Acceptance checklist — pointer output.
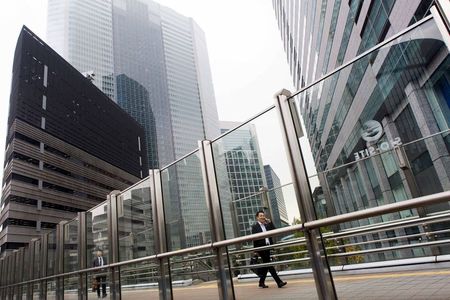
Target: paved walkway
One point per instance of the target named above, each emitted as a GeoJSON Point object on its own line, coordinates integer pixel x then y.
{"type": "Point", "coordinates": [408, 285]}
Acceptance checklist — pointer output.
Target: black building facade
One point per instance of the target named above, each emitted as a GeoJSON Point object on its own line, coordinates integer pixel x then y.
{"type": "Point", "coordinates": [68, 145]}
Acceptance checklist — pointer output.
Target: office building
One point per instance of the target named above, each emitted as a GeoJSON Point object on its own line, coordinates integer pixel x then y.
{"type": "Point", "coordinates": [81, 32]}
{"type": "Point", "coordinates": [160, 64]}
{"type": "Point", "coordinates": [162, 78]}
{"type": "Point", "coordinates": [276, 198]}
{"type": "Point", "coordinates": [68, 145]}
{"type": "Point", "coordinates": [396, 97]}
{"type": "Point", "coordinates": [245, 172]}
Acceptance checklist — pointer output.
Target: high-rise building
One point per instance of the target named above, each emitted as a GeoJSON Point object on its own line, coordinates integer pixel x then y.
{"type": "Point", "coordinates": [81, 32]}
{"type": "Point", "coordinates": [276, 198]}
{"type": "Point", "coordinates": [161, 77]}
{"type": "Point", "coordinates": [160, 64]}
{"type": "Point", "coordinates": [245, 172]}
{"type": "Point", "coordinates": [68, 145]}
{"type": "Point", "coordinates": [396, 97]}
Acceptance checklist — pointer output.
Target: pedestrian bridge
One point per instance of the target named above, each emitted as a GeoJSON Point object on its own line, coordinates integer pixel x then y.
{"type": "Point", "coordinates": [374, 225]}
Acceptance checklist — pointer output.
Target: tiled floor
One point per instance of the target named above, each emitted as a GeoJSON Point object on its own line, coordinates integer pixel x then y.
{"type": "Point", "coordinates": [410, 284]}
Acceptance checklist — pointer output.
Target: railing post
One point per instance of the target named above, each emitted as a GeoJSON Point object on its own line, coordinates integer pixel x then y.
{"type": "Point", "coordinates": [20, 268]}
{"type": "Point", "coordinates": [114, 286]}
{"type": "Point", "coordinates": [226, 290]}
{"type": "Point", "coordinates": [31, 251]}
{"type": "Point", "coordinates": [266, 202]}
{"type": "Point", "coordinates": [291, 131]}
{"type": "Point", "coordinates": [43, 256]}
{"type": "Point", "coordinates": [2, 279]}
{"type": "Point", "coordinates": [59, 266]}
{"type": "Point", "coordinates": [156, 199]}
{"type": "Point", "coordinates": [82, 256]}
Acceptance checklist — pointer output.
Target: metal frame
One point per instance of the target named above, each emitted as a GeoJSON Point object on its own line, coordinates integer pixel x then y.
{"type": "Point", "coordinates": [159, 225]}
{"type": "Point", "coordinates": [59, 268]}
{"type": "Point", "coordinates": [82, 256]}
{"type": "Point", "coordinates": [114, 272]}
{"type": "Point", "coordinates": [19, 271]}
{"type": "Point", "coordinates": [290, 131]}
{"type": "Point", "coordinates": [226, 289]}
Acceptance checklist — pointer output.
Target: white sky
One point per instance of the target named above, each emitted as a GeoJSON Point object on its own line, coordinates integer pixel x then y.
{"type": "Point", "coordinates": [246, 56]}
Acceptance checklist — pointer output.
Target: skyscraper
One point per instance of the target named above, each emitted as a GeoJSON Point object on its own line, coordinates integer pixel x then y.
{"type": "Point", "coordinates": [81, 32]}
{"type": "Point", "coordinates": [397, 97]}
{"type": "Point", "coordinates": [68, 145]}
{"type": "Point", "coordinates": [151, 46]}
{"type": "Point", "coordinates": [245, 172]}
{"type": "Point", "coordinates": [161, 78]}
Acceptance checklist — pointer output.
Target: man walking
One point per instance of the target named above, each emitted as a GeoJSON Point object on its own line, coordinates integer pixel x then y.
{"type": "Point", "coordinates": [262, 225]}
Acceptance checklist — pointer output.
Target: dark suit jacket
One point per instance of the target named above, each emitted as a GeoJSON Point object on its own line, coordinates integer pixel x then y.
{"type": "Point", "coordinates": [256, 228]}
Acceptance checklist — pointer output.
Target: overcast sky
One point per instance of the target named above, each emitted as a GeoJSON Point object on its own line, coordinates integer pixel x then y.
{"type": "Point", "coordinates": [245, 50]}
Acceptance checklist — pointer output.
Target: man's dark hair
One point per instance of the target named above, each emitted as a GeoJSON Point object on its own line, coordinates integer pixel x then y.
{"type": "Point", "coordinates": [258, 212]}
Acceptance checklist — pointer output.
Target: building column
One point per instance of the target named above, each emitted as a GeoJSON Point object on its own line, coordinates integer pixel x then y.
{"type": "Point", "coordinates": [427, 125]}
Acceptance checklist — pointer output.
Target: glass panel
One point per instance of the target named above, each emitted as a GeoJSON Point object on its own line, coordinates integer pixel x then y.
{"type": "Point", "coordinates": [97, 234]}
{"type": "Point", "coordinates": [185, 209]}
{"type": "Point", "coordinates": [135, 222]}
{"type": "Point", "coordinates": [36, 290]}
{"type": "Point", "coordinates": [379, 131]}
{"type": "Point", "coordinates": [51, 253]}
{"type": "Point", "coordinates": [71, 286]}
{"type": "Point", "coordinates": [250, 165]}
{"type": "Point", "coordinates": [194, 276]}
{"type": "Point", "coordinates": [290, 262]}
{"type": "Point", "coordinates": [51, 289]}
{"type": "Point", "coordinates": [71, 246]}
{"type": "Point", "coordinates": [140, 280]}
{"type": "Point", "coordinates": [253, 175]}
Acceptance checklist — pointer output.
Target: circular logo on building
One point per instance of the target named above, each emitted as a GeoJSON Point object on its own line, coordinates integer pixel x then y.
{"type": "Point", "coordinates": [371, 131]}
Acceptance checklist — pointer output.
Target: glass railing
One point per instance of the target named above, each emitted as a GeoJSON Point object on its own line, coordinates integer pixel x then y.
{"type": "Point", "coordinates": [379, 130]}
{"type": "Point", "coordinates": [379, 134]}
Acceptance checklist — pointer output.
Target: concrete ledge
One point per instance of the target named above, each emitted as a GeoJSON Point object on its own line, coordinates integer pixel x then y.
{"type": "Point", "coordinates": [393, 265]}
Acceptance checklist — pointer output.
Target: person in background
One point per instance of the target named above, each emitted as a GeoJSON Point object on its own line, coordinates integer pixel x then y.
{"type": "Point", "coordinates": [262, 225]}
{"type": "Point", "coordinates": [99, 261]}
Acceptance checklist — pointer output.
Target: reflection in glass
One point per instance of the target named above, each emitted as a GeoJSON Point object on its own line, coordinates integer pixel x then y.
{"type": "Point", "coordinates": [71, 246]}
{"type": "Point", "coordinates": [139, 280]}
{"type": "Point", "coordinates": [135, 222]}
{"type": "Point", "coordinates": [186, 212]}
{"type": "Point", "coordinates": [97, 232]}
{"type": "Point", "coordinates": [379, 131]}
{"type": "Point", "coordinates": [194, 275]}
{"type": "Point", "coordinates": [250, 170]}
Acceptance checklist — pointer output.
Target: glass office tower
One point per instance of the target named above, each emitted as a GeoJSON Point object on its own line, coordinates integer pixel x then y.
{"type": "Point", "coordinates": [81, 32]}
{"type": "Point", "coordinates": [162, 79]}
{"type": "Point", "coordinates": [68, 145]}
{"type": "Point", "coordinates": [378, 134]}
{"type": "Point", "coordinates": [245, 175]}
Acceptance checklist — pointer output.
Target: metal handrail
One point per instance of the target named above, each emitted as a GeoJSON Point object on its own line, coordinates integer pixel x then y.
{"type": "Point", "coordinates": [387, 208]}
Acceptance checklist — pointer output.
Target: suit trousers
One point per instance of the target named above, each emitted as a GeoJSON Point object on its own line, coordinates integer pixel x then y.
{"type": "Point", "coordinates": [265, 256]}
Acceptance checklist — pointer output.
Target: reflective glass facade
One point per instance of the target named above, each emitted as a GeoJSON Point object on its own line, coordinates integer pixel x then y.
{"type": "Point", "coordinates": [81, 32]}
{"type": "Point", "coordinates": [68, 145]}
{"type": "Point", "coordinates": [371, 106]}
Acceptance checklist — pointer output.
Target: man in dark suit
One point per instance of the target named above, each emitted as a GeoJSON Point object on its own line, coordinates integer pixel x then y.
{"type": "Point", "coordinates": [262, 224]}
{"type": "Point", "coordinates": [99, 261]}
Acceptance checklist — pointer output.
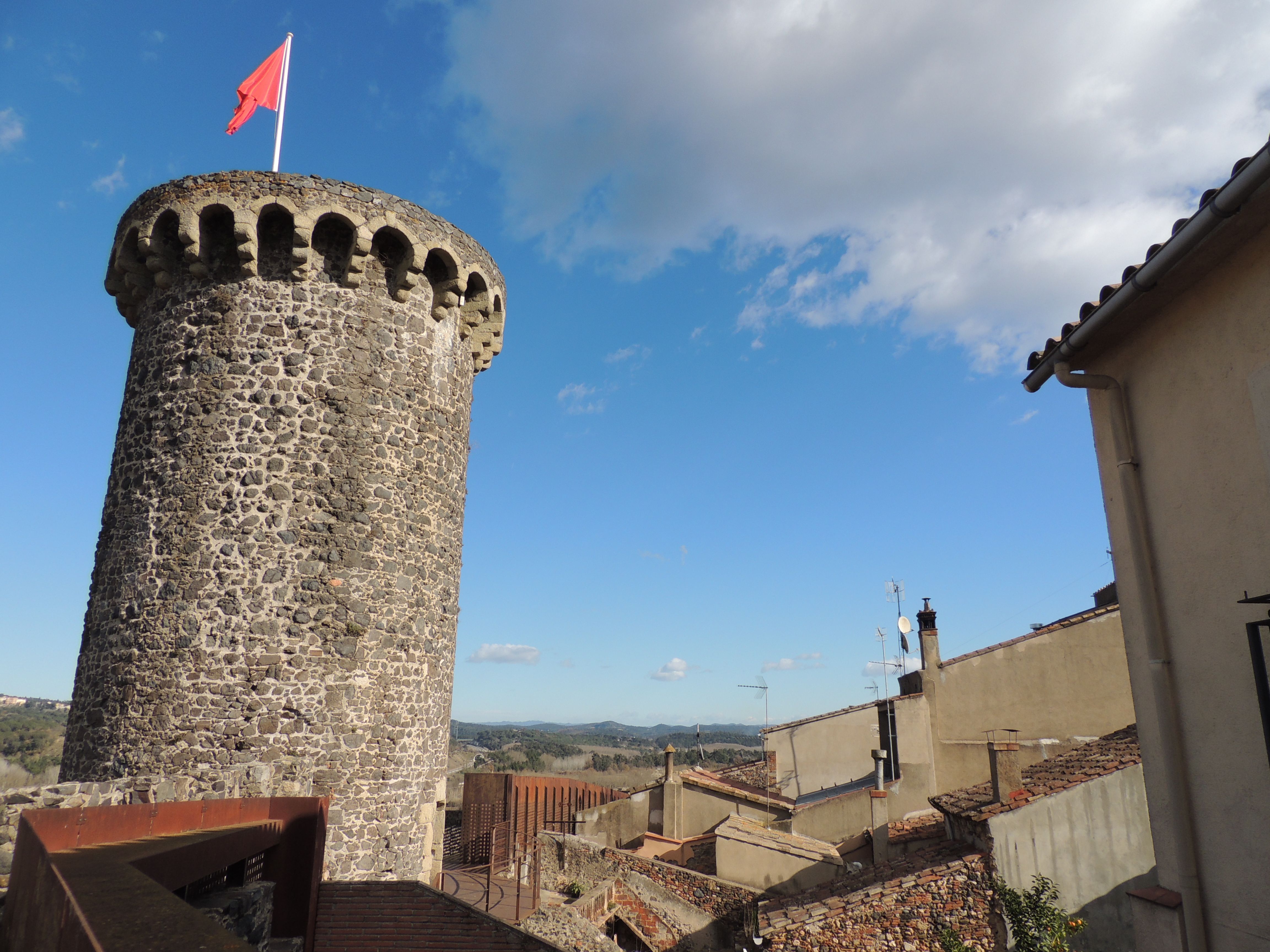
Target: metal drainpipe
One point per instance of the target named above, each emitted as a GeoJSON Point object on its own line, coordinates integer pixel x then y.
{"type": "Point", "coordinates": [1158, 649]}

===============

- [WORK TO BE COMPLETED]: Count the lines in the material that contain the string "dark" and report only that number.

- [FULL SOLUTION]: 3